= THE EXERCISE =
Return, word for word, every line that follows.

= MATERIAL FOR THE TASK =

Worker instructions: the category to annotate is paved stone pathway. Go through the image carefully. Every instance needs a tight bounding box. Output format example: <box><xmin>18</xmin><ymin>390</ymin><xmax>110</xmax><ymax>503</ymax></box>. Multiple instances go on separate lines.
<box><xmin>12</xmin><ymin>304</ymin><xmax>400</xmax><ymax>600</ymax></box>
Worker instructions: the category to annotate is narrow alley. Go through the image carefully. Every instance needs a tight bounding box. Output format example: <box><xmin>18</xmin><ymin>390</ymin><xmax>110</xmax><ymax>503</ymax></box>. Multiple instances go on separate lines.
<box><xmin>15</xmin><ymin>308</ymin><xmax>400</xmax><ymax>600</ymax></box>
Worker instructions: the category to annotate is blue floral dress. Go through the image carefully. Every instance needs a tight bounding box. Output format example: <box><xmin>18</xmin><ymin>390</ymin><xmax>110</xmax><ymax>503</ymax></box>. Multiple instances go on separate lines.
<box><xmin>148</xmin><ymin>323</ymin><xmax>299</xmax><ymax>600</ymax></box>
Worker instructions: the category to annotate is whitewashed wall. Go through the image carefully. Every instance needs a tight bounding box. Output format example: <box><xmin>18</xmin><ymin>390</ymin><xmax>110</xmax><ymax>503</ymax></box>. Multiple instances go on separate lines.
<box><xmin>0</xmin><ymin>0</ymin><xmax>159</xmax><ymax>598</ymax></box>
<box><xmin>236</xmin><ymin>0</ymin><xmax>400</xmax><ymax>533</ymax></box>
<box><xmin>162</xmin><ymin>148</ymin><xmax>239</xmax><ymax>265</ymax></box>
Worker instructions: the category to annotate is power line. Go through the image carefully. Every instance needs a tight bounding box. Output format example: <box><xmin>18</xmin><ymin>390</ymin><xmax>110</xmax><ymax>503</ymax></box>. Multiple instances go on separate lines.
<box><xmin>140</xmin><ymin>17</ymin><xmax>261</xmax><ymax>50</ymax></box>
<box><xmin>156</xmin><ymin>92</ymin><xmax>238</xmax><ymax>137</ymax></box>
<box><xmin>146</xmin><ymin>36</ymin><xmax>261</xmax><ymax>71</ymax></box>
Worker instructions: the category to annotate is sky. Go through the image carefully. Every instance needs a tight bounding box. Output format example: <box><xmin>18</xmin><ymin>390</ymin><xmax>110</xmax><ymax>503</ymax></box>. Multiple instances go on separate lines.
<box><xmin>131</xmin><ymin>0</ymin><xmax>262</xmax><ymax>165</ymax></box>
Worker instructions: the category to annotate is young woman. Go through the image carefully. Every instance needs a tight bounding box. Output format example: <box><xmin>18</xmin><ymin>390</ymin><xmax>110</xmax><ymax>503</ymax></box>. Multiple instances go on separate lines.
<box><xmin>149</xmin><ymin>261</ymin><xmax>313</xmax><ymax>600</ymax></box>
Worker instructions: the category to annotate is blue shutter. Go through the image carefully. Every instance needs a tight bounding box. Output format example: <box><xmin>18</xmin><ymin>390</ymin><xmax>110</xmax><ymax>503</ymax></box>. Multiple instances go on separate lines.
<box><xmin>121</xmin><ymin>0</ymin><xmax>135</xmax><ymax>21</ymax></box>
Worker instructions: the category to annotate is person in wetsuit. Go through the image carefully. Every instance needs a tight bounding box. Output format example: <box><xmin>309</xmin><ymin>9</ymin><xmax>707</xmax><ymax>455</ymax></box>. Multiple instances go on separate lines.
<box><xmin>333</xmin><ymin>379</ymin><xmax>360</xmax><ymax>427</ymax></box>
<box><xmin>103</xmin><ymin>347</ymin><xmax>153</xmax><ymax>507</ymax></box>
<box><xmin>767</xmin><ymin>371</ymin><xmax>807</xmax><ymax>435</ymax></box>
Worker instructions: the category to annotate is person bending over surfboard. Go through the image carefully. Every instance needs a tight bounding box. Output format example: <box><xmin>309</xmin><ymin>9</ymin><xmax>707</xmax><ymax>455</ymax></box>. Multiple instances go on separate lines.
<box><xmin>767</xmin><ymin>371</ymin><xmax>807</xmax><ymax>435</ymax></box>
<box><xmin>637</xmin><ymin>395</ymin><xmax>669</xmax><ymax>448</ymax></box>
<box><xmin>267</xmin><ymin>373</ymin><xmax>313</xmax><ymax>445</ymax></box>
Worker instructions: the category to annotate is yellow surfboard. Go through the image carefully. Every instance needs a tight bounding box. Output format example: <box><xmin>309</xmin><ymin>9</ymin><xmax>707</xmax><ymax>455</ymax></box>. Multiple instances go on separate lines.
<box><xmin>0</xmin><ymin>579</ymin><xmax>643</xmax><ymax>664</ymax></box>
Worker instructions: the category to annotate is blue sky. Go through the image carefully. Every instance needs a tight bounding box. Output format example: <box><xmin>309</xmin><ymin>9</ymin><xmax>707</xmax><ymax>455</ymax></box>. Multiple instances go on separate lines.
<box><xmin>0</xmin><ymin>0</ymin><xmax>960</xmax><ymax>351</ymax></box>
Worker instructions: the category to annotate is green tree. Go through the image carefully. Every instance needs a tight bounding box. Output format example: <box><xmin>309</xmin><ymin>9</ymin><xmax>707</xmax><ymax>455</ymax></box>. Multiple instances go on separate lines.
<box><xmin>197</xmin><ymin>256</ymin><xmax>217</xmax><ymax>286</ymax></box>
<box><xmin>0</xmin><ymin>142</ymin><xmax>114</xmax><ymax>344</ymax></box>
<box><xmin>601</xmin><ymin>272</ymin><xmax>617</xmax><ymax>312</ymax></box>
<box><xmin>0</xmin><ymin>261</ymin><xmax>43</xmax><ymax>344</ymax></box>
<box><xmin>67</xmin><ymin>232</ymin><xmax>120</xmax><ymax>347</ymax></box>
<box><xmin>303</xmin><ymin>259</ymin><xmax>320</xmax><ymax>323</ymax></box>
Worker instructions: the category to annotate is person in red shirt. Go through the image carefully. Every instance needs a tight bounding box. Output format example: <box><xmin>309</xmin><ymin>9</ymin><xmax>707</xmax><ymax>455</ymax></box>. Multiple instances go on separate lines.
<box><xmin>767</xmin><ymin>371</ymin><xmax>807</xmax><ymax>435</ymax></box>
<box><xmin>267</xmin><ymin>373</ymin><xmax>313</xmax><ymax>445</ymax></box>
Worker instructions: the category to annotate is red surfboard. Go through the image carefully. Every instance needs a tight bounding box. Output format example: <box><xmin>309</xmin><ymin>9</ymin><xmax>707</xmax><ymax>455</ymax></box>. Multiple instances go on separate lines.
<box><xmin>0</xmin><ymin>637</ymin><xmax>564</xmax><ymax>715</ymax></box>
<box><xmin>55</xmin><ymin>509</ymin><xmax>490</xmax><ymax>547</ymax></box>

= EXPECTED ANSWER =
Worker instructions: the category to annotate is paved stone pathway. Go through the image carefully. Every instance needs a tight bounding box. Output format example: <box><xmin>18</xmin><ymin>390</ymin><xmax>110</xmax><ymax>503</ymax></box>. Multiple instances go on separate lines.
<box><xmin>12</xmin><ymin>304</ymin><xmax>400</xmax><ymax>600</ymax></box>
Worker instructions: the category to annotate is narrow alley. Go through the image carefully. Every instance needs a tight bounding box. Output format example: <box><xmin>18</xmin><ymin>390</ymin><xmax>110</xmax><ymax>503</ymax></box>. Multiple instances go on separate lines.
<box><xmin>15</xmin><ymin>308</ymin><xmax>400</xmax><ymax>600</ymax></box>
Worker instructions: the category to annotate is blue floral dress. Go through the image carefully. Every instance needs a tight bounding box. Output format example: <box><xmin>18</xmin><ymin>390</ymin><xmax>110</xmax><ymax>503</ymax></box>. Multiple instances go on separate lines.
<box><xmin>148</xmin><ymin>323</ymin><xmax>299</xmax><ymax>600</ymax></box>
Worker instructions: the category to annotate is whitewashed wall. Go through the image carefully. Every instance needs a tight bounding box. Output format example: <box><xmin>18</xmin><ymin>390</ymin><xmax>110</xmax><ymax>503</ymax></box>. Multiple instances go on separate lines.
<box><xmin>0</xmin><ymin>0</ymin><xmax>159</xmax><ymax>598</ymax></box>
<box><xmin>236</xmin><ymin>0</ymin><xmax>400</xmax><ymax>533</ymax></box>
<box><xmin>162</xmin><ymin>148</ymin><xmax>239</xmax><ymax>265</ymax></box>
Worker instructions: the category to annotate is power line. Go through the image carefully. Every instance needs a tight bounding box. Output format example: <box><xmin>18</xmin><ymin>390</ymin><xmax>110</xmax><ymax>503</ymax></box>. Multiple instances go on separate lines.
<box><xmin>140</xmin><ymin>17</ymin><xmax>261</xmax><ymax>50</ymax></box>
<box><xmin>156</xmin><ymin>92</ymin><xmax>238</xmax><ymax>137</ymax></box>
<box><xmin>146</xmin><ymin>36</ymin><xmax>261</xmax><ymax>71</ymax></box>
Worker instructions: the category to annotate is sky. Go through the image carefully. Every instance needs a tight bounding box. Output format example: <box><xmin>18</xmin><ymin>390</ymin><xmax>110</xmax><ymax>503</ymax></box>. Multiple instances go on separate lines.
<box><xmin>131</xmin><ymin>0</ymin><xmax>262</xmax><ymax>165</ymax></box>
Worker instructions: the category to annotate is young woman. Go through the image carefully. Every instance needs a tight bounding box. Output format example: <box><xmin>18</xmin><ymin>390</ymin><xmax>110</xmax><ymax>503</ymax></box>. Multiple instances go on separate lines.
<box><xmin>149</xmin><ymin>261</ymin><xmax>313</xmax><ymax>600</ymax></box>
Worker instructions: the category to annotate is blue shutter. Go through the image carefully. Every instance needs a tight bounding box. Output format example: <box><xmin>18</xmin><ymin>390</ymin><xmax>110</xmax><ymax>503</ymax></box>. Multiple instances go on separate lines.
<box><xmin>121</xmin><ymin>0</ymin><xmax>135</xmax><ymax>21</ymax></box>
Worker instructions: the category to annotate is person in wetsuit. Go through the image carefully. Every instance needs a tight bounding box. Output format example: <box><xmin>309</xmin><ymin>9</ymin><xmax>707</xmax><ymax>455</ymax></box>. Multiple instances go on separate lines.
<box><xmin>333</xmin><ymin>379</ymin><xmax>360</xmax><ymax>427</ymax></box>
<box><xmin>103</xmin><ymin>347</ymin><xmax>153</xmax><ymax>507</ymax></box>
<box><xmin>767</xmin><ymin>371</ymin><xmax>807</xmax><ymax>435</ymax></box>
Worker instructions: the category to annotate is person bending over surfboard. Go through the image carefully. Every instance needs a tight bounding box. Output format example: <box><xmin>309</xmin><ymin>9</ymin><xmax>707</xmax><ymax>455</ymax></box>. Multiple instances go on separate lines.
<box><xmin>767</xmin><ymin>371</ymin><xmax>807</xmax><ymax>435</ymax></box>
<box><xmin>637</xmin><ymin>395</ymin><xmax>669</xmax><ymax>448</ymax></box>
<box><xmin>267</xmin><ymin>373</ymin><xmax>313</xmax><ymax>445</ymax></box>
Worker instructions: the category to annotate is yellow surfboard. Go through the image carefully. Every instance needs a tight bounding box. Output format example: <box><xmin>309</xmin><ymin>9</ymin><xmax>707</xmax><ymax>455</ymax></box>. Multiple instances go on separate lines.
<box><xmin>0</xmin><ymin>579</ymin><xmax>643</xmax><ymax>664</ymax></box>
Worker instructions: the category to annotate is blue sky. Go through the image carefully. Every instance needs a tight bounding box. Output format example: <box><xmin>309</xmin><ymin>9</ymin><xmax>707</xmax><ymax>455</ymax></box>. Multiple instances go on separate lines.
<box><xmin>0</xmin><ymin>0</ymin><xmax>960</xmax><ymax>351</ymax></box>
Worker instructions: the category to annotate is green tree. Go through the image carefully. Every instance needs a tight bounding box. Output format example: <box><xmin>309</xmin><ymin>9</ymin><xmax>707</xmax><ymax>455</ymax></box>. Multiple instances go on separate lines.
<box><xmin>197</xmin><ymin>256</ymin><xmax>217</xmax><ymax>286</ymax></box>
<box><xmin>0</xmin><ymin>142</ymin><xmax>114</xmax><ymax>344</ymax></box>
<box><xmin>601</xmin><ymin>272</ymin><xmax>617</xmax><ymax>312</ymax></box>
<box><xmin>0</xmin><ymin>261</ymin><xmax>43</xmax><ymax>344</ymax></box>
<box><xmin>67</xmin><ymin>232</ymin><xmax>120</xmax><ymax>347</ymax></box>
<box><xmin>303</xmin><ymin>259</ymin><xmax>320</xmax><ymax>323</ymax></box>
Worker instructions: the category to annotate is person in red shirt. Go through the image carefully. Every instance needs a tight bounding box. Output format example: <box><xmin>309</xmin><ymin>9</ymin><xmax>707</xmax><ymax>455</ymax></box>. Multiple instances go on separate lines.
<box><xmin>767</xmin><ymin>371</ymin><xmax>807</xmax><ymax>435</ymax></box>
<box><xmin>267</xmin><ymin>373</ymin><xmax>313</xmax><ymax>445</ymax></box>
Worker instructions: the category to annotate is red surfboard. Go through the image carefully. Every instance needs a tight bounding box. Output format example: <box><xmin>309</xmin><ymin>9</ymin><xmax>707</xmax><ymax>455</ymax></box>. Multiple instances go on separate lines.
<box><xmin>0</xmin><ymin>637</ymin><xmax>564</xmax><ymax>715</ymax></box>
<box><xmin>55</xmin><ymin>509</ymin><xmax>490</xmax><ymax>547</ymax></box>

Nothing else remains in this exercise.